Document segment:
=== Begin Enclosure ===

Beginning next year, health insurers will have to follow a new set of rules that details how much money they must spend on patients’ medical care, according to guidelines the Obama administration released Monday.
The rules are part of the health care reform law, which mandates that insurers spend a minimum of 85 percent of the premiums that they take in on patient care rather than administrative costs or profit (insurers who sell to small groups and individuals will have to spend a minimum of 80 percent).
Companies that spend less than that will be required to issue rebates to their customers beginning in 2012 — the administration estimates that up to 9 million Americans could be eligible for rebates that year, worth up to $1.4 billion total.
And starting next year, insurance companies also will have to publicly report their medical loss ratio — the technical term for the percentage they spend on medical care.
“These new rules are an important step to hold insurance companies accountable and increase value for consumers,” Health and Human Services Secretary Kathleen Sebelius said in a statement.
The new spending minimum requirements may seem simple, but the broad strokes of the health reform law left many details unaddressed, including how to define what counts as “patient care.” The regulations issued Monday answer those questions. They come after months of debate and lobbying that pitted consumer groups, who argued for tighter definitions, against health insurers, who argued for looser ones.
The months-long process illustrates how many of the important details of the new health reform law will be worked out in regulations like these, and how many important decisions are left to be made.
There weren’t many surprises Monday — on the more controversial aspects of the rules, the administration followed the recommendations issued last month by the National Association of Insurance Commissioners, a group of state insurance commissioners tasked with coming up with the guidelines.

=== End Enclosure ===

Questions:
A: Decide whether each statement below agrees with the article on insurer spending rules. Answer yes or no for each, quoting the words of the article that settle it.
(i) Insurers that sell to small groups and individuals must spend at least 80 percent of premiums on patient care.
(ii) On the more controversial aspects of the rules, the administration departed from the recommendations of the National Association of Insurance Commissioners.
(iii) Consumer groups argued for looser definitions of patient care.
B: Continue the article on insurer spending rules, picking up after its final sentence.

Stored data entries:
=== Begin Enclosure ===

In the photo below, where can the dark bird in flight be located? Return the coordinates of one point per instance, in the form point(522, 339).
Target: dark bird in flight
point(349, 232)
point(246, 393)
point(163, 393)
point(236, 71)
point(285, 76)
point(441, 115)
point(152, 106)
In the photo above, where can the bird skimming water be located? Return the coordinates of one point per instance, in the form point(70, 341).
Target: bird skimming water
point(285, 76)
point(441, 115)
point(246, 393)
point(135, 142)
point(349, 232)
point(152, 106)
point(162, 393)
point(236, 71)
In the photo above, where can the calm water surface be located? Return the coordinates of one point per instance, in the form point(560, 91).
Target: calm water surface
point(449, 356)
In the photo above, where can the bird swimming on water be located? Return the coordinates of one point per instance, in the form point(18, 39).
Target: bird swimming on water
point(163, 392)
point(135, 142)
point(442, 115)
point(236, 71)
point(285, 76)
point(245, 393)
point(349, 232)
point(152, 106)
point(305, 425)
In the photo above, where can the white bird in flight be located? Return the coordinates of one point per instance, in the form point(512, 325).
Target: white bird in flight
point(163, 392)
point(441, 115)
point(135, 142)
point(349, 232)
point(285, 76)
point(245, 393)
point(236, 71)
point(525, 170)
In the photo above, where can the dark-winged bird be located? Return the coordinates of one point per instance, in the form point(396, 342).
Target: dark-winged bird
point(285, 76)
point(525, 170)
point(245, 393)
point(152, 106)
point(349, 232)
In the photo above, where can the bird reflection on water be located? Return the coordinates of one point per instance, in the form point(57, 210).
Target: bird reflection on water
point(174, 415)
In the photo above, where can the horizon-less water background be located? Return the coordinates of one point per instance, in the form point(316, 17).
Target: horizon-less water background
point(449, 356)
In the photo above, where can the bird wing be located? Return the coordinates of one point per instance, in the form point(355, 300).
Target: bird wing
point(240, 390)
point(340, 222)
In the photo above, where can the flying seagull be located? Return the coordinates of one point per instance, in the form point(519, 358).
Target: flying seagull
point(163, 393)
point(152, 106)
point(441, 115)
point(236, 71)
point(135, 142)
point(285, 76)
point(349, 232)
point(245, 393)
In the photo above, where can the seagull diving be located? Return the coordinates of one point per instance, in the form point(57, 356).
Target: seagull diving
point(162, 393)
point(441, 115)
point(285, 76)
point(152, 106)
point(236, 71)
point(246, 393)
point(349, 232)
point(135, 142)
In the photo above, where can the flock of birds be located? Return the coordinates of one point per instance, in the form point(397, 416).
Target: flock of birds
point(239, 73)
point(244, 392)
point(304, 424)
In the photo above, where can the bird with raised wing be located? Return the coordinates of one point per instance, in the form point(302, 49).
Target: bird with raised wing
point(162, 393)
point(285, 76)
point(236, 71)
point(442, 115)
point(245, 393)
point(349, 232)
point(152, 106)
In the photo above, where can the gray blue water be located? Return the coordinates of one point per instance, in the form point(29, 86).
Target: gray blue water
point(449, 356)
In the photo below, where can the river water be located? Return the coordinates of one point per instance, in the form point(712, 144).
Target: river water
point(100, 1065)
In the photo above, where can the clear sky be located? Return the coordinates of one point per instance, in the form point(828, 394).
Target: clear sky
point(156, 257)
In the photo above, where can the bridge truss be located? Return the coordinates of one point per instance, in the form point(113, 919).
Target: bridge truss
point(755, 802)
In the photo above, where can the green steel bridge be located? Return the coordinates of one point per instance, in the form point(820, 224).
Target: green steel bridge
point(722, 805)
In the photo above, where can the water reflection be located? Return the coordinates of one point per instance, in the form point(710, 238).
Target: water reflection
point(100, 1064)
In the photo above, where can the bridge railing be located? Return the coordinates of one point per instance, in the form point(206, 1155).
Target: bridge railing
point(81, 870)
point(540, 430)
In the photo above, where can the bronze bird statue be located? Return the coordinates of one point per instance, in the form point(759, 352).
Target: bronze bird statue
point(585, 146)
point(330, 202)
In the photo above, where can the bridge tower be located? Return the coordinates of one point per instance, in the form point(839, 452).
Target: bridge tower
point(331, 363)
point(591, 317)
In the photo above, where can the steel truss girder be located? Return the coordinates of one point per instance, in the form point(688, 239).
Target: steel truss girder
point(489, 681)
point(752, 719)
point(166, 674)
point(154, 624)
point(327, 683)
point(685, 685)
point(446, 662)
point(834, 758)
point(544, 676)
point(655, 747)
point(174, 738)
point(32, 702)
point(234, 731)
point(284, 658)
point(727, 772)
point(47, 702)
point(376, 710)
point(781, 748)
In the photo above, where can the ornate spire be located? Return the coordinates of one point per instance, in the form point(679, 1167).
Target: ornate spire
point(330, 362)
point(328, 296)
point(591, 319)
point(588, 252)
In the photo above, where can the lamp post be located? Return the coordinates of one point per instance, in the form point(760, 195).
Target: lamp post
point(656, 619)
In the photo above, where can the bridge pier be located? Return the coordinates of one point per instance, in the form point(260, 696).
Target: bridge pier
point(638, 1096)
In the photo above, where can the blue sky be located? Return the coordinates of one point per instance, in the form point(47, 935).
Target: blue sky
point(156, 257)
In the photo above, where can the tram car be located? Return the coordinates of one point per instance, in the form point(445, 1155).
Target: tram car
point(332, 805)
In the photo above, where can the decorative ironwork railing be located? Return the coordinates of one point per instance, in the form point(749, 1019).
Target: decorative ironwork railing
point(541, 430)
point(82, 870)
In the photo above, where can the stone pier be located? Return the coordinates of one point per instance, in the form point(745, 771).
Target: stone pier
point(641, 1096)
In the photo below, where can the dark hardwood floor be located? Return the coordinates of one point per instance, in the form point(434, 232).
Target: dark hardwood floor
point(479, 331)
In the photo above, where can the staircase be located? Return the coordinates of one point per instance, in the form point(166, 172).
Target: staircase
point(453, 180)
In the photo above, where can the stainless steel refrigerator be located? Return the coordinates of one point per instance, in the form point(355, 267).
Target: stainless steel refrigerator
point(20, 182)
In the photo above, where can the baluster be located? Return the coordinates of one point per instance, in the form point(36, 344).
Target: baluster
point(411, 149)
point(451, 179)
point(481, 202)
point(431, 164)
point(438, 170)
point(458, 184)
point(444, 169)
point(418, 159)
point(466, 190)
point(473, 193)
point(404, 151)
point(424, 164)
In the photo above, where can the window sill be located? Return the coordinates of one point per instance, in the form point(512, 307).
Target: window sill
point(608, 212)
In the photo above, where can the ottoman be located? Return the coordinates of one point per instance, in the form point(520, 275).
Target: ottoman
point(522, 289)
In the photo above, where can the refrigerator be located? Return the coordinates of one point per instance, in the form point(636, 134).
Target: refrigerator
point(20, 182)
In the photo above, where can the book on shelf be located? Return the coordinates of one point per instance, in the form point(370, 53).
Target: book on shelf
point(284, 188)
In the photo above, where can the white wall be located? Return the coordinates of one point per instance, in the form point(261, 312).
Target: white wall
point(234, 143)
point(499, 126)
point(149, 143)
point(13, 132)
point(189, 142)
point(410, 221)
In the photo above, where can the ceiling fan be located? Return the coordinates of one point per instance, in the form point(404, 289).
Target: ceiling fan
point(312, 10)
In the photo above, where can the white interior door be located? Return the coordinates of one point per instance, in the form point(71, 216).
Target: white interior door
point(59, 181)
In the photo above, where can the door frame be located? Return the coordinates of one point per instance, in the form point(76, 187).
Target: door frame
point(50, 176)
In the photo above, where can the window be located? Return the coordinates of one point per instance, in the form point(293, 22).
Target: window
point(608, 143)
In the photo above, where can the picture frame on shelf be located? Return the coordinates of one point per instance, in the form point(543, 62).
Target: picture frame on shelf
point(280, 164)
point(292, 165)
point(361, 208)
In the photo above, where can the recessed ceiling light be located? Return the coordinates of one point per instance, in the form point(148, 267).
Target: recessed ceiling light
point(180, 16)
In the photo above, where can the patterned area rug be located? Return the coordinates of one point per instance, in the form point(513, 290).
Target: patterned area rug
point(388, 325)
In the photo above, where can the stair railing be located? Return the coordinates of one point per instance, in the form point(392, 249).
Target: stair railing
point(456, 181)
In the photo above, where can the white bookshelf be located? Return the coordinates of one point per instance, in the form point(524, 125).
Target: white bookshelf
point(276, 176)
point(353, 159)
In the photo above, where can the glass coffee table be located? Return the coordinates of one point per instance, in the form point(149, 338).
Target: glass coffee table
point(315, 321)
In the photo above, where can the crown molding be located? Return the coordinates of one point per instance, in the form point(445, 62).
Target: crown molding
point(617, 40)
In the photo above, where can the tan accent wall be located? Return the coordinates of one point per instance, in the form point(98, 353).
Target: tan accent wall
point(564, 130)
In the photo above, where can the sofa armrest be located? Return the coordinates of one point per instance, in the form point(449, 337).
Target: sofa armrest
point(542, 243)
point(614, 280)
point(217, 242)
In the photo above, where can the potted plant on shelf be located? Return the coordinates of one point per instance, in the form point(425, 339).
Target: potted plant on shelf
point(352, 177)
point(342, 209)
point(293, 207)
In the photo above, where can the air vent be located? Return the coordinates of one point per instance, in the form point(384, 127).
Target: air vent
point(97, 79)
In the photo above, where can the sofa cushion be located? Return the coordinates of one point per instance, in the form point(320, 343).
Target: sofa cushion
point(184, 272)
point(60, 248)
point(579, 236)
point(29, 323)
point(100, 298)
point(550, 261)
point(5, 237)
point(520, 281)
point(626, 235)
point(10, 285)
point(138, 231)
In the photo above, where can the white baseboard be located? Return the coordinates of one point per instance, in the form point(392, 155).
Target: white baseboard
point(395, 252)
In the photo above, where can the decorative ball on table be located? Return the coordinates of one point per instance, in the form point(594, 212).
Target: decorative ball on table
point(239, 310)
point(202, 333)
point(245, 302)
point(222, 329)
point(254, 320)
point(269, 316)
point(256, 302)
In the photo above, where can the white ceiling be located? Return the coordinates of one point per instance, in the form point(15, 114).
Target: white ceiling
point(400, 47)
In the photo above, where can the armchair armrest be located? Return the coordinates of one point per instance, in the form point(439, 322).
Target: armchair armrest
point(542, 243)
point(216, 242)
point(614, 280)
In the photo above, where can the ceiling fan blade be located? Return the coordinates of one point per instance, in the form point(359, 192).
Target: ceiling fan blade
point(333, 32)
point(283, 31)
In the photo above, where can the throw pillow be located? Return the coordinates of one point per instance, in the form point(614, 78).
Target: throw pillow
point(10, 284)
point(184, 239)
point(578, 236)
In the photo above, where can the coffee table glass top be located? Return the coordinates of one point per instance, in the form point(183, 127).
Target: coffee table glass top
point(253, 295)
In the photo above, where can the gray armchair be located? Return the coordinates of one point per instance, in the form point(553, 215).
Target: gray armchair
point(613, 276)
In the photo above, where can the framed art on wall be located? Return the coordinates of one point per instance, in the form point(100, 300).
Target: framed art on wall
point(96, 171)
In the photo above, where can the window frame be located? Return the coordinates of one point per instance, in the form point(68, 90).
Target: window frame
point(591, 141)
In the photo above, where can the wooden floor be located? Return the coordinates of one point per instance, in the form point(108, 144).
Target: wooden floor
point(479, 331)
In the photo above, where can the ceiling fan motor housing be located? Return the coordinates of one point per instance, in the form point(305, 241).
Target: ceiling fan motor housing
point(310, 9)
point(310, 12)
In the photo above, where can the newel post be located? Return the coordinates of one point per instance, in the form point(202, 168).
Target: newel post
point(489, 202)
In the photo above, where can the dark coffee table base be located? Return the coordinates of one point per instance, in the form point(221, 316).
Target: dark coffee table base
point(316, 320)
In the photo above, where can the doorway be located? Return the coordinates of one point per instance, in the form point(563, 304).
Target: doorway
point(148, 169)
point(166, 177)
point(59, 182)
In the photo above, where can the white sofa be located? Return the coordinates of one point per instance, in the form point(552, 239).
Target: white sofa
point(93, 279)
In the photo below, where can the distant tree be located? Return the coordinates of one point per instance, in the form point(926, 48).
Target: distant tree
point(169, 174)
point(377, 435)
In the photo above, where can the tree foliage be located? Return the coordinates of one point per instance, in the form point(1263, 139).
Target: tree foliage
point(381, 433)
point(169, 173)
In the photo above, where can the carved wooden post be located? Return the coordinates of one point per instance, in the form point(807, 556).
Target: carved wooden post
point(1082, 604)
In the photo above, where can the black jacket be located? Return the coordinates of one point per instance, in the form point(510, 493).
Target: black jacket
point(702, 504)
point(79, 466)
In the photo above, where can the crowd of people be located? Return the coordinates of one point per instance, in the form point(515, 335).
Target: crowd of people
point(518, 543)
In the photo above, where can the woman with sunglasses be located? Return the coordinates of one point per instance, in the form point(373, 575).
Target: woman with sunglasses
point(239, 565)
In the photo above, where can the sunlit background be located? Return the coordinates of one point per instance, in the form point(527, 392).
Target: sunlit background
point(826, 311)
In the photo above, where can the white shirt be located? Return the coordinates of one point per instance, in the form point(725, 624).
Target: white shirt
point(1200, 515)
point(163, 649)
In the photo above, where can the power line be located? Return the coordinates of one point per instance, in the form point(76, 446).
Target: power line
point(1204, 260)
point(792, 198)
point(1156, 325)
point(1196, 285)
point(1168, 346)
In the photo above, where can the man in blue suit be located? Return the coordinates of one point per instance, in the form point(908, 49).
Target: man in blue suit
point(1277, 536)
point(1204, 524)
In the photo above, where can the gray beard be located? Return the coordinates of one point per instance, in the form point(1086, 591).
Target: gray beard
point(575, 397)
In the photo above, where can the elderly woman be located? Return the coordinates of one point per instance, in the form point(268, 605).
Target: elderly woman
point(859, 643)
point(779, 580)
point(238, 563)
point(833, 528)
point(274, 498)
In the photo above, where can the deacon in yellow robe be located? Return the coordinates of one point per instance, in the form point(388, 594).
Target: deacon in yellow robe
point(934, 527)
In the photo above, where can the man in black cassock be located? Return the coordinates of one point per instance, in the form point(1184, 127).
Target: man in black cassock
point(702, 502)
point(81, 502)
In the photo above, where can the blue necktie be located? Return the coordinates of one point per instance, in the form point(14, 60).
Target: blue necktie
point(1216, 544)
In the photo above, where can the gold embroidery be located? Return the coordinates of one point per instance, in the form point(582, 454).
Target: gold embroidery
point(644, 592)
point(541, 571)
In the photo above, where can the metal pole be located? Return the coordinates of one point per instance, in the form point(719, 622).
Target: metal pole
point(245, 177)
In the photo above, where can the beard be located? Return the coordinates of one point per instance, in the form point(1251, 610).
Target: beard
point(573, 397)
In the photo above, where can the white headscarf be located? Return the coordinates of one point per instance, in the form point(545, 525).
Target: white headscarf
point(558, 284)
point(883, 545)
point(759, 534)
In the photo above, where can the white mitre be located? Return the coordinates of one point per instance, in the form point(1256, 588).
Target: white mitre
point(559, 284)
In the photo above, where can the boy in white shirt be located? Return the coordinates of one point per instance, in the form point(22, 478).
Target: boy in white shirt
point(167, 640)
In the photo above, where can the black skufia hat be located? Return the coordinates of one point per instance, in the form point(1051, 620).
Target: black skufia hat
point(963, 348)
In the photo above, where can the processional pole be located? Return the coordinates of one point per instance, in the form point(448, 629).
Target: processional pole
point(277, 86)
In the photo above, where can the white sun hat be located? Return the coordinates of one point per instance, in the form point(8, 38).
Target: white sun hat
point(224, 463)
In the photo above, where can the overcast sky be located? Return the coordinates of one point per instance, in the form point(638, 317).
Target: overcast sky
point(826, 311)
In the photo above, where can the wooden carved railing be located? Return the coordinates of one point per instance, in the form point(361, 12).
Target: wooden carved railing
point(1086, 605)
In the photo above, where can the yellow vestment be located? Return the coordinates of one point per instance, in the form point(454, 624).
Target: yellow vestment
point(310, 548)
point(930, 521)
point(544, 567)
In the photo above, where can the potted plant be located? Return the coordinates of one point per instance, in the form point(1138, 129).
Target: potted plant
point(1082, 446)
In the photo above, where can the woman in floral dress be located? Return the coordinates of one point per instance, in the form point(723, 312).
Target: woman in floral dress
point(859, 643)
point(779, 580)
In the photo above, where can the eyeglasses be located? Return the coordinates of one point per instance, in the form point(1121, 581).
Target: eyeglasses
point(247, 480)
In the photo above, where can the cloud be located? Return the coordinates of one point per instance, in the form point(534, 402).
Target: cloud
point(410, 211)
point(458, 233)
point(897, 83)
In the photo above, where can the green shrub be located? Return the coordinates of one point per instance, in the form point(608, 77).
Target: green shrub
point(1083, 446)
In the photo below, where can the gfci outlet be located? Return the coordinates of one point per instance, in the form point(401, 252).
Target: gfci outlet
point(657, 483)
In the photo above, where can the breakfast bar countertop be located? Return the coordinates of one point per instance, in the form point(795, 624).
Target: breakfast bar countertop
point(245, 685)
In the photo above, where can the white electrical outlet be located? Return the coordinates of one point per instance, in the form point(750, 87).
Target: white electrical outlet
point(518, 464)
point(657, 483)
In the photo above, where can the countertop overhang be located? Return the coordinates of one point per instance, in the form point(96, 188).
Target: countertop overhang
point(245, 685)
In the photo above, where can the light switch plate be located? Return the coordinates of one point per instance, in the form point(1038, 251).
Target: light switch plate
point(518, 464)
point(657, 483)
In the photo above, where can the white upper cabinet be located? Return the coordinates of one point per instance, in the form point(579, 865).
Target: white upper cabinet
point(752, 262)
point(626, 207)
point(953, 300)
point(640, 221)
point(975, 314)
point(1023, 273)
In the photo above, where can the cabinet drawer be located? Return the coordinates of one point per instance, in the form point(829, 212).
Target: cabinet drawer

=== End Enclosure ===

Answers to the tasks:
A:
(i) Yes: "insurers who sell to small groups and individuals will have to spend a minimum of 80 percent"
(ii) No: "the administration followed the recommendations issued last month by the National Association of Insurance Commissioners"
(iii) No: "consumer groups, who argued for tighter definitions, against health insurers, who argued for looser ones"

B:
Among the decisions: Insurance companies will be able to deduct many state and federal taxes before calculating their ratio, making it easier to hit the target percentage. They won’t, however, be able to deduct investment taxes. Insurers also will have to calculate the ratio on a state-by-state level, rather than as a national average, as they had wished.
Health insurers also had advocated for more time to implement the changes, arguing that the companies unable to meet the new rules quickly could be driven out of business, which would reduce options for consumers. In response, the administration gave state insurance commissioners the option to ask for a one-year waiver if they feel that the new rules could “destabilize” the insurance market in their state. Four states have already asked for a waiver — HHS has final say over whether to grant them.
The administration also said that it will give a one-year pass on meeting the new requirements to mini-med plans — inexpensive health plans with very low annual coverage limits, which are popular in the retail and restaurant industries. Insurers who offer mini-meds have argued that they have intrinsically higher administrative costs because of high worker turnover. HHS said that it will review the plans’ MLR ratios during 2011 and revisit the issue in 2012.